Assignment:
Down to the last character, repeat the data that follows.

Provided entries:
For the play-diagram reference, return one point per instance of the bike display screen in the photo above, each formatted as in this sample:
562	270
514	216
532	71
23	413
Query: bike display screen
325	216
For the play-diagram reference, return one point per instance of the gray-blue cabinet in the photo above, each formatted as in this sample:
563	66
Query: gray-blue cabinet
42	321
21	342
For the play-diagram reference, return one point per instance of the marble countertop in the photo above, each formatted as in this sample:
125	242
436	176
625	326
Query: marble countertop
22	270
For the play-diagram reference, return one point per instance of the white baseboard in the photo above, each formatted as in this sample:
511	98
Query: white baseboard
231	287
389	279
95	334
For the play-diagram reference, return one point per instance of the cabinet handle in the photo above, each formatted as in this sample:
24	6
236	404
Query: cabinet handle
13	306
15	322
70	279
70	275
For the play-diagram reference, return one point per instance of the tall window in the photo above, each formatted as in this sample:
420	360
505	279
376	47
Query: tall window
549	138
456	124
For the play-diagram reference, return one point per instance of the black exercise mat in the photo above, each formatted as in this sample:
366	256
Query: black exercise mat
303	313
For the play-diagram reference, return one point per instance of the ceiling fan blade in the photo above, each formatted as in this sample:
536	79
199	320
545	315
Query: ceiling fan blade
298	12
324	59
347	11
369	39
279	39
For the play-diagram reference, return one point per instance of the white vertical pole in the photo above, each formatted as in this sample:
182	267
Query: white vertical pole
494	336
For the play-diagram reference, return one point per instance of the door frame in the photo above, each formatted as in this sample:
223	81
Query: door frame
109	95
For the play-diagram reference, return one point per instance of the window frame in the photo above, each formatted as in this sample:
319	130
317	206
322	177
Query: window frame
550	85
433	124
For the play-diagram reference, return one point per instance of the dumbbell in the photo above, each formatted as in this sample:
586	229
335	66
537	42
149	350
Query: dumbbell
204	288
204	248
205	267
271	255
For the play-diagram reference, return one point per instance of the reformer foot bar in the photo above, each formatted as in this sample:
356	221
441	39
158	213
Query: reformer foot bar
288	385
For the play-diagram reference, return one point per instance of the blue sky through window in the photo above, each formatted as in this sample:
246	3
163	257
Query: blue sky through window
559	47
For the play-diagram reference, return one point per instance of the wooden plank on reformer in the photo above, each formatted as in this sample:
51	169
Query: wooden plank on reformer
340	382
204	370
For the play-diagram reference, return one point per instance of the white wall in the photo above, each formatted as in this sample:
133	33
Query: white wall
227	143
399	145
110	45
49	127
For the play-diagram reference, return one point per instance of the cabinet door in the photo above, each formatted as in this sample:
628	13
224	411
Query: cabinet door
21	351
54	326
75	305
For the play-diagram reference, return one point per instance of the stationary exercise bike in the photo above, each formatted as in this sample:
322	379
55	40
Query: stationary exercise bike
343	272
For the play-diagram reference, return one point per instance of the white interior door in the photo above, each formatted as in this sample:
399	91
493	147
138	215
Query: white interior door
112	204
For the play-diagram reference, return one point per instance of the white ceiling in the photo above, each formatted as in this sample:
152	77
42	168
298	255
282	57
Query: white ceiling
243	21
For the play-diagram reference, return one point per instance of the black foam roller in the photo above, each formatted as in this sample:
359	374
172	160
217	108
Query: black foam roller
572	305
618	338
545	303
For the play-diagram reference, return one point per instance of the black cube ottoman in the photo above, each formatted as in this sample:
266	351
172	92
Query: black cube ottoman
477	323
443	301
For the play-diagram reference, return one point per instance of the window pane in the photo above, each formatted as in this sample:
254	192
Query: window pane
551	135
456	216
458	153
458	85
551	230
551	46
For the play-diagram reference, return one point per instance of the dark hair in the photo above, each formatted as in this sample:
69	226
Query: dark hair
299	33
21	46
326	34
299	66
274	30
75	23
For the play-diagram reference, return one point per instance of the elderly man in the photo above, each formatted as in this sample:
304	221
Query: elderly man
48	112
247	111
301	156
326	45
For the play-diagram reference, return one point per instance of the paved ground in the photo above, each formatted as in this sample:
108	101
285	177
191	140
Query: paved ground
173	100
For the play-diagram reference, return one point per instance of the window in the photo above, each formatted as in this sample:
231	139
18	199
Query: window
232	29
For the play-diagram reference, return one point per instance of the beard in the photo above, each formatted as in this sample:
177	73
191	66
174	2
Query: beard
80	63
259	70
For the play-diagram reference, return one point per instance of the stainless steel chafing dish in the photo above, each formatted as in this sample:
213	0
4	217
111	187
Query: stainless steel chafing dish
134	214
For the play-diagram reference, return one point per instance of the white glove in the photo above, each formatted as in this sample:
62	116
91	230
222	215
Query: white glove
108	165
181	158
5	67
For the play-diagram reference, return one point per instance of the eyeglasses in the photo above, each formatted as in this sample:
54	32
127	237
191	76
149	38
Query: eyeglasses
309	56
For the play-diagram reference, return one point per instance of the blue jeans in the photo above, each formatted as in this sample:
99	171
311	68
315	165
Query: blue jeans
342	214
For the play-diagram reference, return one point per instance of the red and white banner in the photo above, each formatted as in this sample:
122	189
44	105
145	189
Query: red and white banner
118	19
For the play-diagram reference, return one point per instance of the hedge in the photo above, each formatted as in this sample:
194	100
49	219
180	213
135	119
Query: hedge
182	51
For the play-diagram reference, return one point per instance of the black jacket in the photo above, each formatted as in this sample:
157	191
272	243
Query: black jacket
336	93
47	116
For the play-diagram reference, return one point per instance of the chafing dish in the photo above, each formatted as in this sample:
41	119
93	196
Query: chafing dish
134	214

Reply:
For the play-diagram reference, return one point per instance of the bike display screen in the photo above, each formatted as in this sample:
562	270
514	216
532	71
23	413
Query: bike display screen
325	216
For the play-diagram reference, return one point per instance of the gray-blue cabinet in the photo above, each formatted as in this sample:
563	66
Query: gray-blue cabinet
42	321
21	342
For the play-diagram reference, return one point per instance of the marble countertop in the photo above, each formatted as in this sample:
125	242
436	176
625	326
Query: marble countertop
22	270
For the play-diagram reference, return one point per instance of the white baseboard in the photo above, each formatted as in this sample:
511	98
Query: white baseboard
231	287
389	279
95	334
For the play-diagram reference, return one point per instance of the cabinet handle in the photo above, each formatted as in this sample:
24	6
236	404
Query: cabinet handle
13	306
15	322
70	279
70	275
For the play-diagram reference, return one point per instance of the tall window in the photo above, each formatted as in this sample:
420	360
505	279
376	47
Query: tall window
549	138
456	124
For the play-diagram reference, return one point per instance of the black exercise mat in the photo above, each formatted as in this sample:
366	256
Query: black exercise mat
303	313
For the play-diagram reference, return one point per instance of the ceiling fan blade in the photo above, each formatted as in this sample:
536	79
199	320
545	315
Query: ceiling fan blade
298	12
324	59
347	11
369	39
279	39
For the play-diagram reference, return one point per instance of the white vertical pole in the photo above, each formatted as in this sample:
182	267
Query: white vertical pole
494	336
For the play-diagram reference, return one point per instance of the door frame in the photo above, each formatted as in this sample:
223	81
Query: door frame
109	95
For the play-diagram reference, return one point per instance of the window frame in the photo above, each formatted as in this sample:
319	130
317	206
322	177
Query: window frame
550	85
433	124
For the play-diagram reference, return one point per instance of the dumbbell in the photo above, each formatted as in this sample:
586	229
335	66
537	42
149	350
Query: dumbbell
204	288
204	248
205	267
271	255
For the play-diagram reference, return one point per instance of the reformer foot bar in the photo above, each formatted as in this sample:
356	221
441	39
158	213
Query: reformer foot bar
288	385
For the play-diagram reference, return one point per instance of the blue sky through window in the photo above, each formatted as in this sample:
246	3
163	257
Query: blue sky through window
559	47
For the play-diagram reference, return one point per instance of the wooden plank on reformer in the photo above, each formatted as in this sample:
51	169
Query: wooden plank on reformer
340	382
204	370
For the play-diagram reference, return one point per instance of the white wall in the photo above, each formatted as in this sample:
133	33
Query: white wall
227	143
399	145
110	45
49	127
For the play-diagram reference, return one point per instance of the cabinet door in the photo above, each formatted as in this sample:
628	13
224	411
Query: cabinet door
21	351
54	326
75	305
For the play-diagram reference, return one point per instance of the stationary exercise bike in the photo above, each formatted as in this sample:
322	379
55	40
Query: stationary exercise bike
343	272
For the play-diagram reference, return one point per instance of the white interior door in the photo above, each formatted as in this sample:
399	91
493	147
138	215
Query: white interior door
112	204
For the play-diagram reference, return one point per instance of the white ceiling in the photo above, each formatted as in this sample:
152	77
42	168
298	255
282	57
Query: white ceiling
243	21
For the play-diagram reference, return one point per instance of the black foam roller in the photo above, each formatted as in this sample:
359	374
172	160
217	108
Query: black foam roller
572	305
618	338
545	303
For the play-diagram reference, return one point per instance of the black cube ottoman in the photo above, each formatted as in this sample:
266	351
172	92
Query: black cube ottoman
477	323
443	301
For the play-diagram reference, return one point per instance of the window pane in the photo above, each formatted as in this sample:
254	192
Query: window pane
551	135
456	216
458	153
458	85
551	230
551	46
For the play-diagram reference, return one point per instance of the dark hair in the photo above, each formatted as in this sample:
69	226
Query: dark hair
299	33
21	46
326	34
299	66
274	30
75	23
For the play-diagram reference, return one point per instance of the elderly man in the photo above, each formatted as in this sample:
304	221
Query: elderly man
48	112
247	111
301	156
326	45
For the play-diagram reference, return one point per instance of the paved ground in the photo above, each formatted as in this sample:
108	101
285	177
191	140
Query: paved ground
173	100
For the play-diagram reference, return one point per instance of the window in the photo above, each formatted as in this sample:
231	139
18	199
Query: window
232	29
For the play-diagram reference, return one point per instance of the beard in the photo above, each formatted as in this sample:
177	73
191	66
174	2
Query: beard
80	63
259	70
For the play-diagram reference, return one point per instance of the stainless steel chafing dish in the photo above, each formatted as in this sample:
213	0
4	217
111	187
Query: stainless steel chafing dish
134	214
For the play-diagram reference, return one point per instance of the white glove in the photo above, each formatted as in this sample:
62	116
91	230
222	215
Query: white glove
108	165
181	158
5	67
For the play-diagram reference, return one point per instance of the eyeglasses in the photo above, each formatted as in this sample:
54	32
127	237
191	76
149	38
Query: eyeglasses
309	56
For the play-diagram reference, return one point per instance of the blue jeans in the photo above, each formatted as in this sample:
99	171
311	68
315	165
Query: blue jeans
342	214
For the play-diagram reference, return one point per instance of the red and white banner in the photo above, each formatted as in this sample:
122	189
44	105
145	189
Query: red and white banner
118	19
For the play-diagram reference, return one point per instance of the hedge in the photo above, each formatted as in this sample:
194	100
49	219
180	213
135	119
Query: hedge
182	51
For the play-diagram reference, return one point per instance of the black jacket in the photo above, each formatted as in this sample:
157	191
272	243
Query: black jacket
336	93
47	116
For the play-diagram reference, return one point per instance of the chafing dish in the photo above, each formatted as in this sample:
41	119
93	196
Query: chafing dish
134	214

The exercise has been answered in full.